### [GOAL]
Return the passage of the article on John Bolton's exit, copied verbatim, from "In May 2018, less" to "in his office.".

10-9-2019 < Blacklisted News 12 269 words
 

President Donald Trump parted ways with his hawkish national security adviser John Bolton on Tuesday, ending a 17-month tenure that included additional troops deployed to the Middle East, saw the U.S. repeatedly threaten “military action” against the Venezuelan government, and brought the country within minutes of bombing Iran.


In May 2018, less than two months after Trump announced Bolton’s appointment on Twitter, Bolton achieved part of his dream when the Trump administration pulled out of the Iran nuclear deal and set U.S.-Iran relations on a path toward escalation. According to a New Yorker profile, Trump’s decision to abandon the agreement meant so much to Bolton that he hung a framed copy of the executive order in his office.


The strategy that defined Bolton’s tenure was to torpedo the slow work of diplomacy and position the U.S. as aggressively as possible, no matter the results. U.S. adversaries would capitulate to the demands. With Iran — a country Bolton has long recommended bombing — experts say his efforts have backfired and pushed the country to renuclearize.


Since the U.S. implemented sanctions designed to drive Iranian oil exports to zero and cripple the economy, the Iranian government has neither collapsed nor yielded to U.S. demands. After designating the Islamic Revolutionary Guard Corps a terrorist group, after new troop and carrier deployments to the Middle East, after a U.S. cyberattack against Iran, after the U.S. downed an Iranian drone, and even after Trump tweeted that the U.S. had nearly bombed Iran, the Trump administration’s aggressive posturing at Bolton’s behest has not paid off.

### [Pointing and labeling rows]
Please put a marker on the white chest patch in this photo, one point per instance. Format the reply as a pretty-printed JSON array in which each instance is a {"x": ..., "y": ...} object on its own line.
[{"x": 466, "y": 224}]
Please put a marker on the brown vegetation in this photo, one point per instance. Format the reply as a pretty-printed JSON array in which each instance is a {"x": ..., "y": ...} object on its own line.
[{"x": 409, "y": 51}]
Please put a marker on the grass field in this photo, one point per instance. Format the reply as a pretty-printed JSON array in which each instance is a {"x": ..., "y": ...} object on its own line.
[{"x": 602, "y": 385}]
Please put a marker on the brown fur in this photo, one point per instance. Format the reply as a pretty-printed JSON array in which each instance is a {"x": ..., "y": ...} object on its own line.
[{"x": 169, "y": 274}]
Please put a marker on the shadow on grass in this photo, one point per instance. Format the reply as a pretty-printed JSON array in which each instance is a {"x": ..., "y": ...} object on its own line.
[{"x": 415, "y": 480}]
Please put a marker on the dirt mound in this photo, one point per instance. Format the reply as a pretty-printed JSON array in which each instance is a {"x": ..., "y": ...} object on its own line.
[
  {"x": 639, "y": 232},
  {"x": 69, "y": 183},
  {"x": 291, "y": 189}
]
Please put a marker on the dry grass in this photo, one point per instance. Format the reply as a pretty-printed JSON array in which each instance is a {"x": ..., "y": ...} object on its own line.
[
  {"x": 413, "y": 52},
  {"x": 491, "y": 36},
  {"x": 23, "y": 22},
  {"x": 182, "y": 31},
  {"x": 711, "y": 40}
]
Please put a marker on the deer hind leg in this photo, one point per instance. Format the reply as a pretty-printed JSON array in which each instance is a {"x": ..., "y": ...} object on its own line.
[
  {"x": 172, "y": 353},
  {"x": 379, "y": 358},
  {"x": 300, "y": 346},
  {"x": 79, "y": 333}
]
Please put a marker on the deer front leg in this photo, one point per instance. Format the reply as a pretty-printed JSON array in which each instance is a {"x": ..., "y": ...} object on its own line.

### [SOLVED EXERCISE]
In May 2018, less than two months after Trump announced Bolton’s appointment on Twitter, Bolton achieved part of his dream when the Trump administration pulled out of the Iran nuclear deal and set U.S.-Iran relations on a path toward escalation. According to a New Yorker profile, Trump’s decision to abandon the agreement meant so much to Bolton that he hung a framed copy of the executive order in his office.